How-to | Extract specific fields from documents#
Learn how to extract specific fields from documents and organize them into a structured dataset without writing custom code.
In the Flow, select a folder containing your documents, such as PDFs, PPTX, Word files or images.
Note
You can store the documents in a folder in Dataiku or you can connect to an external storage, such as Amazon S3, Azure Blob Storage, Google Cloud Storage, etc. In this case, your administrator must have configured the relevant connection to the external storage in Dataiku beforehand.
In the Actions panel, under the Visual Recipes section, click Extract content > Extract fields.
Name the output dataset and create the recipe.
In the Config step:
Select a VLM from your configured connections.
Note
Use models that support structured output (such as those from OpenAI, Azure OpenAI, or Vertex AI).
(Optional) If you enable the Customize extraction prompt option, provide context to the model, such as the document type (e.g., invoices) or how to handle missing values.
In the Extraction Schema section of the Config step, define the structure of your output dataset:
Click + Add Field to define a new field.
Enter a field name and select a data type. The field name will become the column header in the output dataset.
(Optional) Provide a description to help the VLM locate the correct value.
Note
For lists or tables in the source document, use the
arraytype and define subfields (for example,item_nameoritem_quantity).Test the extraction:
Use the Document preview on the left to select a file from your folder.
Click Test Field Extraction to see a preview of how the VLM interprets your schema for that specific document.
If the extraction quality isn’t satisfactory, refine your field descriptions or try a different VLM available in your configured connections.
(Optional) In the Output step, configure the output:
Choose an update method.
Set how to handle type mismatches.
Indicate whether to expand arrays into multiple rows in the output dataset.
Click Run to execute the recipe.
You can now use the output dataset in the Flow to:
Perform further transformations via visual recipes,
Train machine learning models, or
Leverage Generative AI features (such as using the Prompt recipe, classification, or enriching an LLM using the Embed dataset recipe).
This enables you to build a clean end-to-end pipeline from raw documents to actionable insights.

» **WORK INSTRUCTIONS**:
A: Translate this sentence from the field-extraction how-to into Spanish: "The field name will become the column header in the output dataset."
B: According to the field-extraction how-to, what is the purpose of giving a description when defining a field?
C: Summarize the field-extraction how-to in two sentences.
Answer using only the field-extraction how-to above.

» **SUPPLIED RECORDS**:
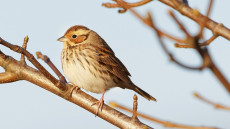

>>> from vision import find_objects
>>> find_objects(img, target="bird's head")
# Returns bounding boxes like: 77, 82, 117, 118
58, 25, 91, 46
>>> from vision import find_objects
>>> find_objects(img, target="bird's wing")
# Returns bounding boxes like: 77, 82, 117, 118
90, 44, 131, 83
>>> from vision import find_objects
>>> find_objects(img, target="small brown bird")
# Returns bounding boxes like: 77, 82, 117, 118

» **ANSWERS BY ITEM NUMBER**:
A: El nombre del campo se convertirá en el encabezado de columna del conjunto de datos de salida.

B: The optional description helps the VLM locate the correct value for that field in the document.

C: The how-to explains how to extract specific fields from documents in a Dataiku folder into a structured dataset without custom code. You create an Extract fields recipe, select a VLM, define an extraction schema of named, typed fields, test the extraction on a chosen document and run the recipe, after which the output dataset can be used for further visual recipes, machine learning models or Generative AI features.